> REQUIREMENT
Return the records word for word, from their first line through the line that contains "243L654 238L641 232L630", including that line.

> EXCERPTED DATA

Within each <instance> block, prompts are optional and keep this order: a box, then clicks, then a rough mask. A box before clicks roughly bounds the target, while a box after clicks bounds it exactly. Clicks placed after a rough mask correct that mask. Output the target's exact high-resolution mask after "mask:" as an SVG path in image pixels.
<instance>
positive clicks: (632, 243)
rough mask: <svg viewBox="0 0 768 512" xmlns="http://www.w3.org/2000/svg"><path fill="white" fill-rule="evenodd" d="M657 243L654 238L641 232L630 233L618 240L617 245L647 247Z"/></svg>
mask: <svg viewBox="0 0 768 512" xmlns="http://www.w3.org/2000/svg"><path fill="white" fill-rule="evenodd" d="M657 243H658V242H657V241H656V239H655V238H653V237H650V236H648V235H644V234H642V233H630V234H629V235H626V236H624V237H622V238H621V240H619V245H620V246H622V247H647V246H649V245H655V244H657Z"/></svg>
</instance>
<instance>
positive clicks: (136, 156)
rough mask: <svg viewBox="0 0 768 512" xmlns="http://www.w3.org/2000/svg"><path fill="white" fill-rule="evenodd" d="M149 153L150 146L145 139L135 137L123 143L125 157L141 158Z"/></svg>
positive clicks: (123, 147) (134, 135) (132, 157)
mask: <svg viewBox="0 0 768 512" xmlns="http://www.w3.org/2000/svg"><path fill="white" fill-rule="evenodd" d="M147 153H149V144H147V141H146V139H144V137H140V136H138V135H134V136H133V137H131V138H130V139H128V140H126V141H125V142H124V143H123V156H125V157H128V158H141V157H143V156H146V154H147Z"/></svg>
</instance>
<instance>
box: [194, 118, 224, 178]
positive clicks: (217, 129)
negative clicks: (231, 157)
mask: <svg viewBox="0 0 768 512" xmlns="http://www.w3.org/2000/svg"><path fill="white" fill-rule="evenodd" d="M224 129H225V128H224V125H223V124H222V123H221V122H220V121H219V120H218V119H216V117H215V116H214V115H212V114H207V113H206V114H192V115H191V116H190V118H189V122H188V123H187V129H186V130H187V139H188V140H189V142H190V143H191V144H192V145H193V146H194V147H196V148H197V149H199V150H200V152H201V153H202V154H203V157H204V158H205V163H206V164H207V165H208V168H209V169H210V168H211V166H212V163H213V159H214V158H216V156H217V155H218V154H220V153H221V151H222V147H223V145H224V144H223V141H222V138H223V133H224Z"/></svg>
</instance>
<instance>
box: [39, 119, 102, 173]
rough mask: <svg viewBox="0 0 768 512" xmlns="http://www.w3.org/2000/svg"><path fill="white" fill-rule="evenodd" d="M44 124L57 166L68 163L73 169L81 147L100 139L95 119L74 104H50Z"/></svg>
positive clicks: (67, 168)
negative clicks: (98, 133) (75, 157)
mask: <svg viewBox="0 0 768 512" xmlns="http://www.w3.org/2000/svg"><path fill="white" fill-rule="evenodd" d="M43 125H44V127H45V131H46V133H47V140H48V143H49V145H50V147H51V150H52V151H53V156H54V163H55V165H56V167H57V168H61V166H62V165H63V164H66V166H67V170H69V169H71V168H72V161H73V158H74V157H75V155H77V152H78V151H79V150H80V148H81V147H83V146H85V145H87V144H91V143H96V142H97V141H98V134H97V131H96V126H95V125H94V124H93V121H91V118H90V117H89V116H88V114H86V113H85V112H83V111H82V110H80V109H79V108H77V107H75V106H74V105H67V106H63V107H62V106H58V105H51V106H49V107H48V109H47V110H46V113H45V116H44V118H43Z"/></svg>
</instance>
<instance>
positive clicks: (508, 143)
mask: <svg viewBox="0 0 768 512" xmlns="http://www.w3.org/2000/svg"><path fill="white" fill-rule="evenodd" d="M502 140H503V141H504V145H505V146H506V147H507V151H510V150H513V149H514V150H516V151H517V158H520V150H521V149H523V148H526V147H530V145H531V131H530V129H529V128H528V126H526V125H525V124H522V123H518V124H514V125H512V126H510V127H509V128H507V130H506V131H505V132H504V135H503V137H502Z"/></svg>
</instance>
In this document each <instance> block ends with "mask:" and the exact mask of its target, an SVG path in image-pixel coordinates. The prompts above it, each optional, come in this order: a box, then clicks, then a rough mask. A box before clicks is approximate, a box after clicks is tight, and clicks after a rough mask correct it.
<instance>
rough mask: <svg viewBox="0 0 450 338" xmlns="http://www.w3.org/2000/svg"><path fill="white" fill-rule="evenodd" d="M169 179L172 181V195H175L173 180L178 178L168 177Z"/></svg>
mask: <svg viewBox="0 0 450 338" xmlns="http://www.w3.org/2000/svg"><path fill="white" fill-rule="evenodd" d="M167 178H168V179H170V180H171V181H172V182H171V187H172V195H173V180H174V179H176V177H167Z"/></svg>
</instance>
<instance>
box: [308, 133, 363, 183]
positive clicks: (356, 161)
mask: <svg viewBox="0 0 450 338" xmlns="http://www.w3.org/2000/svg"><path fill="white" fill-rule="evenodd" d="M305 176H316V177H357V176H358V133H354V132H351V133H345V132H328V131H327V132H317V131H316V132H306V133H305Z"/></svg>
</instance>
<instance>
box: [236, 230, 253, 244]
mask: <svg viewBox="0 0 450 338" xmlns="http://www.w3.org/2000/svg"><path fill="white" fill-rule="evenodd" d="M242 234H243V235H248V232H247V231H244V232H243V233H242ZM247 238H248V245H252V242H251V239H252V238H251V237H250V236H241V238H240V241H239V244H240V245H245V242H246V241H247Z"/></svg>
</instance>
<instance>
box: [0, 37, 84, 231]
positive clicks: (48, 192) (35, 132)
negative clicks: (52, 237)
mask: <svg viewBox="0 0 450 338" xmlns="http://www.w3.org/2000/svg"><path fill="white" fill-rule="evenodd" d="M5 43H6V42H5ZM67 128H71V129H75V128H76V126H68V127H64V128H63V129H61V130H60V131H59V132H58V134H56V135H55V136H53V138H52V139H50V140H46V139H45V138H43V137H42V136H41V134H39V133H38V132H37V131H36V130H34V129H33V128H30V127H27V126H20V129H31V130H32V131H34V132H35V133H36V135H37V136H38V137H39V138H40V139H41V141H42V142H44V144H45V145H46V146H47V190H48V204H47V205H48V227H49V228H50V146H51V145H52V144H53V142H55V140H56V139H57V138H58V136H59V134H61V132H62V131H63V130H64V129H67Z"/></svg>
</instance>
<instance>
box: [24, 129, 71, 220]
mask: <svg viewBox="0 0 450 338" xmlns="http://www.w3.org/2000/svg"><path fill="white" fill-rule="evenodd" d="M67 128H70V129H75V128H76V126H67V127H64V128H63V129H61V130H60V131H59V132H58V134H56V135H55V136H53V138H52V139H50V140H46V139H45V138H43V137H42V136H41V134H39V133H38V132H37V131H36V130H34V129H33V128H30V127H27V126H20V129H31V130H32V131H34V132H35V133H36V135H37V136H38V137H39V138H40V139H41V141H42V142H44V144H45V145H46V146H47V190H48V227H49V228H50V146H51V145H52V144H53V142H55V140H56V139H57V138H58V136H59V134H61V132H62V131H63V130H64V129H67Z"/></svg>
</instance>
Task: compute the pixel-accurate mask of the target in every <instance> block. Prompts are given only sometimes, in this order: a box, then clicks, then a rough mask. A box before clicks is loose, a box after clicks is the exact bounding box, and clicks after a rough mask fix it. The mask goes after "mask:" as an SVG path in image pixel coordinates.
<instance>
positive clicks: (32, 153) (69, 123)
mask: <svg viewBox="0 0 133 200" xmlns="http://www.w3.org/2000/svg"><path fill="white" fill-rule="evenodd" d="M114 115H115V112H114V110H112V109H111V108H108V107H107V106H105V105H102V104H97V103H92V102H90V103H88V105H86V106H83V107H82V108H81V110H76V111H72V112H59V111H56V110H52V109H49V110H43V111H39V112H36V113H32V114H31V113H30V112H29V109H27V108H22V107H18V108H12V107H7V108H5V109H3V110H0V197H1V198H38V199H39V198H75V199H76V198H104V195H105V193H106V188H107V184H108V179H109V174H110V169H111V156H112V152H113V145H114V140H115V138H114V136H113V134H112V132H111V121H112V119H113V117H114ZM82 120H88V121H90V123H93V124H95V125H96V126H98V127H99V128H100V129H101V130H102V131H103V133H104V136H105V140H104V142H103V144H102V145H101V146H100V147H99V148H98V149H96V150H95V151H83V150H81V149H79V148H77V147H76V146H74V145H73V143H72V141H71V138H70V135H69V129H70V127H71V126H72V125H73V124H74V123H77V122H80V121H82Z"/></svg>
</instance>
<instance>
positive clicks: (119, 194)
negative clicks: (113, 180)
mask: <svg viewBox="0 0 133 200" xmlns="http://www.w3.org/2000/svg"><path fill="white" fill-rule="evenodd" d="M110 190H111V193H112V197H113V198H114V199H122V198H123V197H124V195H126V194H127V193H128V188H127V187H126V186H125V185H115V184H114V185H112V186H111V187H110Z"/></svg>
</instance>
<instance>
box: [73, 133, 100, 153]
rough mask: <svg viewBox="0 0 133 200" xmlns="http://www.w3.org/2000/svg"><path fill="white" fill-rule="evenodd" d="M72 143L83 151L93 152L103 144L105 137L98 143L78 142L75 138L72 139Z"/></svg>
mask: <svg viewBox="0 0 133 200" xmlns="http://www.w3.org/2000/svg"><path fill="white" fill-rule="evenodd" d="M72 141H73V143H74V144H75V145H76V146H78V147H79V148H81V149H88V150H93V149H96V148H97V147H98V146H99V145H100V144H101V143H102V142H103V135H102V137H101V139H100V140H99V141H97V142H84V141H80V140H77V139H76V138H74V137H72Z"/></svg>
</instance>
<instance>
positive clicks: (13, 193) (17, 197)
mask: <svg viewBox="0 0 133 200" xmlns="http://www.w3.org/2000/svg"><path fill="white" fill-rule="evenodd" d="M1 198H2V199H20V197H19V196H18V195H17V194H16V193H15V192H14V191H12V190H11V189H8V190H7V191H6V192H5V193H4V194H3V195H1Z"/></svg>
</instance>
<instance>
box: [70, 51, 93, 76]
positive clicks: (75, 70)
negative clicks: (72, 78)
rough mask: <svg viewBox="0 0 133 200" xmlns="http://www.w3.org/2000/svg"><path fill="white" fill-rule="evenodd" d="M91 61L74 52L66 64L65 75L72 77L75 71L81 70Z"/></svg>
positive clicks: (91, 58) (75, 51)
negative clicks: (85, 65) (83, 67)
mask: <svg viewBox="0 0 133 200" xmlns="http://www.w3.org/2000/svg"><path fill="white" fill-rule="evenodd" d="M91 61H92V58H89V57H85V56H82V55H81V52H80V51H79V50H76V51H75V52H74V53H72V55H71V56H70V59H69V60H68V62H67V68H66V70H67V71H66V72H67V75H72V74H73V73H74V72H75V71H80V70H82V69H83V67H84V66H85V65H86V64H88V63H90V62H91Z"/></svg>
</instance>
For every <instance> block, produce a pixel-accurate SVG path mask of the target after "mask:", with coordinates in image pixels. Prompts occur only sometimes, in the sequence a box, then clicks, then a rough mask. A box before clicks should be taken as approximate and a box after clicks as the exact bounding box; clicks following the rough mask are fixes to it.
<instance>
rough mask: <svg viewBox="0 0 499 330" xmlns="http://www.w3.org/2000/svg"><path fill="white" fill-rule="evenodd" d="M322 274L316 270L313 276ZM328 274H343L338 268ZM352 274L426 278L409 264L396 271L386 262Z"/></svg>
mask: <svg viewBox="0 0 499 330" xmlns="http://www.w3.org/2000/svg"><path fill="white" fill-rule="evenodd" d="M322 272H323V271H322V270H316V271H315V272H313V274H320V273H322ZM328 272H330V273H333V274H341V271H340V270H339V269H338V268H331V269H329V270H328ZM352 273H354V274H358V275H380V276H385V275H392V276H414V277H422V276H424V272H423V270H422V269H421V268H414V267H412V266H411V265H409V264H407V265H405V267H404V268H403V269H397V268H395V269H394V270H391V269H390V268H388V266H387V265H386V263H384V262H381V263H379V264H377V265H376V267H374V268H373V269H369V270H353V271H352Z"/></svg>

> TASK ANSWER
Within each <instance> block, prompts are optional and keep this order: a box, then clicks, then a rough mask. A box before clicks roughly bounds the target, while a box after clicks bounds it exactly. Clicks placed after a rough mask correct that mask. Output the target's exact high-resolution mask after "mask:" as an SVG path in image pixels.
<instance>
positive clicks: (632, 243)
rough mask: <svg viewBox="0 0 768 512" xmlns="http://www.w3.org/2000/svg"><path fill="white" fill-rule="evenodd" d="M657 243L654 238L641 232L630 233L618 240L617 245L647 247Z"/></svg>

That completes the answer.